GzipDecompress Not currently available for managed connectors. Gzip-decompress the entire byteArray key or value input.
HeaderFrom Not currently available for managed connectors. Moves or copies fields in a record key or value into the record’s header.
HoistField Wrap data using the specified field name in a Struct when schema present, or a Map in the case of schemaless data.
InsertField Insert field using attributes from the record metadata or a configured static value.
InsertHeader Not currently available for managed connectors. Insert a literal value as a record header.
MaskField Mask specified fields with a valid null value for the field type.
MessageTimeStampRouter Update the record’s topic field as a function of the original topic value and the record’s timestamp field.
RegexRouter Not currently available for managed connectors. Update the record topic using the configured regular expression and replacement string.
ReplaceField Filter or rename fields.

▬▬▬▬▬▬

Written tasks ->
a) From the transform list, set down the part that begins at the words "InsertField Insert field" and stops after the words "the field type.", keeping every word the same.
b) Answer these questions about the transform list:
(i) What does HoistField wrap data in when a schema is present?
(ii) What does MaskField put in place of the specified fields?
(iii) Which two values does MessageTimeStampRouter use to update the record's topic field?

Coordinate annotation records
▬▬▬▬▬▬

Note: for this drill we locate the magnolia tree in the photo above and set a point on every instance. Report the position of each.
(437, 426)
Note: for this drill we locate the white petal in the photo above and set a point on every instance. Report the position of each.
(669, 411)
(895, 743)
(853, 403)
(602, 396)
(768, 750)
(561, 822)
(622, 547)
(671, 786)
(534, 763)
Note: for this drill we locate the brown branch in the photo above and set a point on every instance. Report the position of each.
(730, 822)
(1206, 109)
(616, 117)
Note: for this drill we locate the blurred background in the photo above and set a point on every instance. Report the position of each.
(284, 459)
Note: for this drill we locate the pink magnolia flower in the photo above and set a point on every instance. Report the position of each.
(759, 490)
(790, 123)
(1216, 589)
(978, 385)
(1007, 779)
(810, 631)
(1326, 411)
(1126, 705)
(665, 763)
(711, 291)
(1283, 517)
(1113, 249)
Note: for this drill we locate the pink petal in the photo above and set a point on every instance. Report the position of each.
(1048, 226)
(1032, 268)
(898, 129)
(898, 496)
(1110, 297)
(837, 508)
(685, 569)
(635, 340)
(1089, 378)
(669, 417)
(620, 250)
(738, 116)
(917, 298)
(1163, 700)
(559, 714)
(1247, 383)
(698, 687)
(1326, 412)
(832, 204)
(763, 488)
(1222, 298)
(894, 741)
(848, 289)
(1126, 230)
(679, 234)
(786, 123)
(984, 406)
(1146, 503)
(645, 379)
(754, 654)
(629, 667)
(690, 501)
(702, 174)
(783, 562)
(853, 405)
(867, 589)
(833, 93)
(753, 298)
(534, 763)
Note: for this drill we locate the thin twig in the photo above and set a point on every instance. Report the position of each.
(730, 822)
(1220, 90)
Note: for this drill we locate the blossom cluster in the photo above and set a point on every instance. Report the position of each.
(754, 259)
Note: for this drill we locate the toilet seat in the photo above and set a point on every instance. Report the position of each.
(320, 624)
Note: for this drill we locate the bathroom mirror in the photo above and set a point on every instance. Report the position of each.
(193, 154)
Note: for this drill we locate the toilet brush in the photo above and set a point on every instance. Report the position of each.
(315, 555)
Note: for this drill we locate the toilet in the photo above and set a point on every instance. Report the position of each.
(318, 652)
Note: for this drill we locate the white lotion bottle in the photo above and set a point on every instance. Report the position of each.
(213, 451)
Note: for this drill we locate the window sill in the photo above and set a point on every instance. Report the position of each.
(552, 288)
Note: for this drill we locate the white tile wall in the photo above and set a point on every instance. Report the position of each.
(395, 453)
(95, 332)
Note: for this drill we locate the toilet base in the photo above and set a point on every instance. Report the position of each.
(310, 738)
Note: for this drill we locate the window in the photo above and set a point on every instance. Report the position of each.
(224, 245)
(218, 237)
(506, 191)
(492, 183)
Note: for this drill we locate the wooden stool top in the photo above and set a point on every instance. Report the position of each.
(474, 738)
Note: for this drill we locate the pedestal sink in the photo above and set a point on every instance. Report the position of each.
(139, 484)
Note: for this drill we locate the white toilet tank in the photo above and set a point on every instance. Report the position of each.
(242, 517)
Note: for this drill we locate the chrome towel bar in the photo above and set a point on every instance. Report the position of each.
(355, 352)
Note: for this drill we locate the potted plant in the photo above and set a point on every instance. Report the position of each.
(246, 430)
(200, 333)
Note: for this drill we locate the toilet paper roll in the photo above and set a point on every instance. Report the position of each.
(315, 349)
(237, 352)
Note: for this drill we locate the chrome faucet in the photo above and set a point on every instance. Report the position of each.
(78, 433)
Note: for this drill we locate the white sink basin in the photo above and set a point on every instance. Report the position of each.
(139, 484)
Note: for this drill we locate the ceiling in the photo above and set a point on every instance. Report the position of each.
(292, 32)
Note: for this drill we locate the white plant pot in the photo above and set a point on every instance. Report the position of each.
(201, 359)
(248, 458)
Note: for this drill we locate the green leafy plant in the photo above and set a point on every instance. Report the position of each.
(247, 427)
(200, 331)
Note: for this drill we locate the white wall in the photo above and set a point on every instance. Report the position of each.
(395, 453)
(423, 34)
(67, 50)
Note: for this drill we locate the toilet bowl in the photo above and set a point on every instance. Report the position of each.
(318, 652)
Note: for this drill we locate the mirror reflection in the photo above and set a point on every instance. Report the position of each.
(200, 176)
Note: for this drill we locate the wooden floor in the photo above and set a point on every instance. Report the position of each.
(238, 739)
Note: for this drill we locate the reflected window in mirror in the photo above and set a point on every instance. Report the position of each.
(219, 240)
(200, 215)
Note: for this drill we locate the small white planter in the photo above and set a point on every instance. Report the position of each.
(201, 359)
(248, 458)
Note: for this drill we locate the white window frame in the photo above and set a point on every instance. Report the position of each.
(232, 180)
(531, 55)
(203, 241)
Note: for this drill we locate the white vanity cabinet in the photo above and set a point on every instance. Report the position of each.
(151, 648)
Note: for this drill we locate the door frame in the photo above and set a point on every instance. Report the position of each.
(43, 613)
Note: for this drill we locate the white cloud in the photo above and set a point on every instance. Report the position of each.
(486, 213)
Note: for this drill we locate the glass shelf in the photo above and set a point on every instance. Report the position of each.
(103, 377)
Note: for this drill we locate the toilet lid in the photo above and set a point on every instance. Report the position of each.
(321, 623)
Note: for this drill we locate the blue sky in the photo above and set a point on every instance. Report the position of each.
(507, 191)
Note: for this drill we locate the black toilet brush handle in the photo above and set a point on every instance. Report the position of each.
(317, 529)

▬▬▬▬▬▬

Answers provided ->
a)
InsertField Insert field using attributes from the record metadata or a configured static value.
InsertHeader Not currently available for managed connectors. Insert a literal value as a record header.
MaskField Mask specified fields with a valid null value for the field type.

b)
(i) A Struct.
(ii) A valid null value for the field type.
(iii) The original topic value and the record's timestamp field.